# GIVEN INSTRUCTION A
Select and copy each line of the records below the post that contains the string "surfer".

+++ TEXT EXTRACT

Archives for posts with tag: TBI

I am relaxing over one final coffee for today. (More after this time of day reliably disturbs my sleep later on, so, generally, noon is my cut off for coffee unless I am planning to “make a night of it” for some event or activity.) I am feeling content and thoughtful.

I took my first Qigong class today. The main focus was on some basics: “four count breathing”, “horse stance”, and a very slow walking meditation. It was fun, comfortable, challenging without being frustrating, and “harder than it looks” to do quite correctly – which means room to grow and push myself. 🙂 It seems a good fit for my needs, generally. I’m pretty eager to make it a practice; that was sort of the entire point of undertaking today’s exploratory lesson, at all. 🙂

How is it I’m feeling sleepy? lol I also feel, generally, pretty well-rested.

Change is work. Sometimes it’s physical labor, sometimes just cognitive effort, but regardless; changing requires some verbs, and verbs require effort, and effort amounts to work. 🙂 We become what we practice, whether by force of will or happenstance. Each time I’ve undertaken some specific change, and followed through on my intentions with actual effort and commitment, doing so has changed me. We become what we practice. Our practices change our thinking, as well as our physical selves.

Where will your path take you?

I hear from my Traveling Partner, off somewhere or another, doing his thing, living his life, enjoying the day. I smile when I think about him. It’s a sunny day at the end of summer, neither hot nor cold, with a soft breeze that touches my skin quite gently. A good day for leisure, for contemplation, for gardening, for housekeeping, for errands, for exercise, for hiking, for napping… just generally a pleasant day. I finish off my coffee with an enthusiastic commitment to enjoy it fully.

…And now? Why, yet another beginning, most likely. I could begin laundry, or begin the dishwasher’s wash cycle, or begin tidying up the container garden for autumn, or begin studying a new language, or begin reading a new book, or begin work on a new canvas. I could also use this moment to resume something – a new beginning on existing endeavors is still a new beginning. There’s pretty nearly always some convenient way to step forward into a new moment, energized, renewed, and ready to move on with things, generally. This seems the sort of moment for it…

My coffee is finished. It’s time to begin again. 🙂

I don’t honestly feel at all like sleeping on the ground, or dealing with overnight chill, or having to use vault toilets or a hole in the ground… or… any of the things that go along with camping, really. Not this weekend. I do, however, very much feel like hiking a few miles alone with my thoughts. 🙂 It’s nice having the car. It’s nicer that it is my own, and of the sort far more appropriate to trail heads and rougher roads than the luxury sedan I’d been driving. (None of that diminishes my gratitude for having the use of my partner’s car for a year; I needed it, he was right.) The weekend is my own, and I’ll go where I please, travel the roads I like, and find the miles that suit me most to wander.

++++++

# GIVEN INSTRUCTION B
According to the post, what did the first Qigong class mainly focus on?

+++ THE DATA

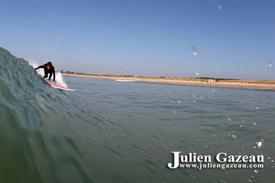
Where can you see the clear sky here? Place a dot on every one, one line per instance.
(189, 38)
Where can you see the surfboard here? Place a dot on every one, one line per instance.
(60, 87)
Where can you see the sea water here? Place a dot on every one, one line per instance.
(110, 131)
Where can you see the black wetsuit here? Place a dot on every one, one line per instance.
(48, 71)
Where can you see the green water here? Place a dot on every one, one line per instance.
(110, 131)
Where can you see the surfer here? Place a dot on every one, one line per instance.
(48, 69)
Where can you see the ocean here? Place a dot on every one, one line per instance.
(112, 131)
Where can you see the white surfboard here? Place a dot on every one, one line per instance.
(60, 87)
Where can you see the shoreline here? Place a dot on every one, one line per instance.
(250, 84)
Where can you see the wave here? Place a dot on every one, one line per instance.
(33, 131)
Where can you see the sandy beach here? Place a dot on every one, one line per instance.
(253, 84)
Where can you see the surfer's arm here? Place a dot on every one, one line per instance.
(41, 66)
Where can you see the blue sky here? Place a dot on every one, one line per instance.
(189, 38)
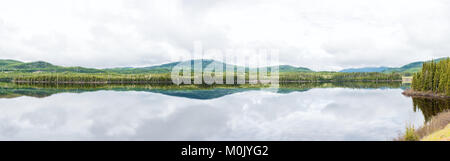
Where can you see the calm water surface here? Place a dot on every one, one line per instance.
(314, 114)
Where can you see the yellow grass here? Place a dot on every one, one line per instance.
(441, 135)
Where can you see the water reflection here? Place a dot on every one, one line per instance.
(10, 90)
(296, 112)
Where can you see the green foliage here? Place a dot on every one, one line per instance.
(434, 77)
(410, 134)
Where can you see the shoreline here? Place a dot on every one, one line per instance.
(435, 130)
(412, 93)
(166, 82)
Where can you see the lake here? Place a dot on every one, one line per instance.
(320, 111)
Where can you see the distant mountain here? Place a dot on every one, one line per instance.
(409, 68)
(367, 69)
(167, 68)
(41, 66)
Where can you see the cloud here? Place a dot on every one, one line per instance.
(322, 35)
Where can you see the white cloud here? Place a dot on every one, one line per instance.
(322, 35)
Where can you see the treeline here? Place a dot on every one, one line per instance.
(79, 78)
(107, 78)
(434, 77)
(339, 77)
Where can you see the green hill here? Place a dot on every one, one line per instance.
(409, 68)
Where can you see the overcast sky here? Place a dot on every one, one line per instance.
(318, 34)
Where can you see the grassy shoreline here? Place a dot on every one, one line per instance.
(425, 94)
(431, 130)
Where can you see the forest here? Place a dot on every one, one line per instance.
(114, 78)
(434, 77)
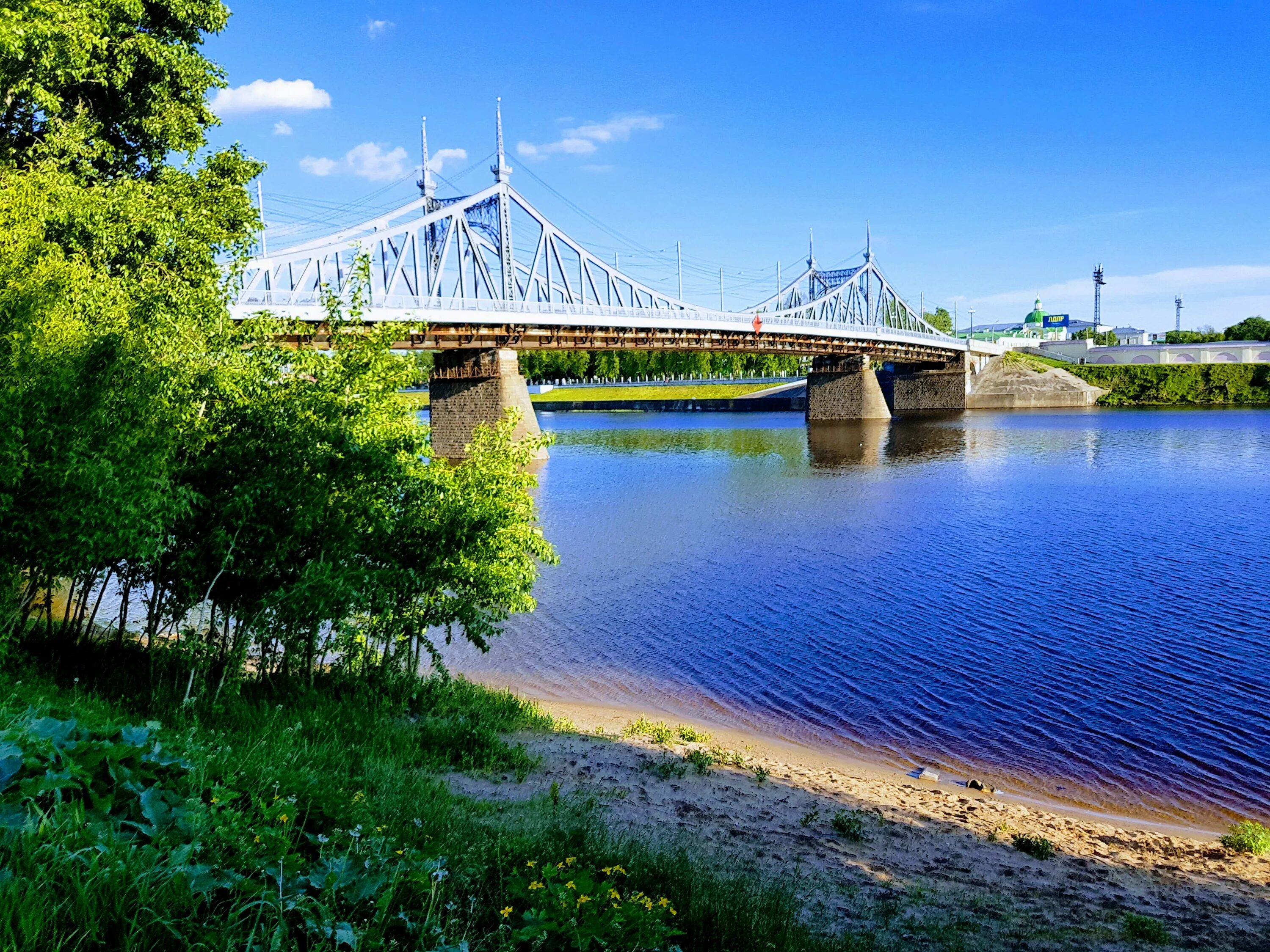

++++++

# CORRECT ANSWER A
Where can you see the surfer here? Place a dot on every one, one line per instance.
Where can you see the surfer's arm here? Place a dot on every one, one line per instance.

# CORRECT ANSWER B
Some basics: "four count breathing," "horse stance," and a very slow walking meditation.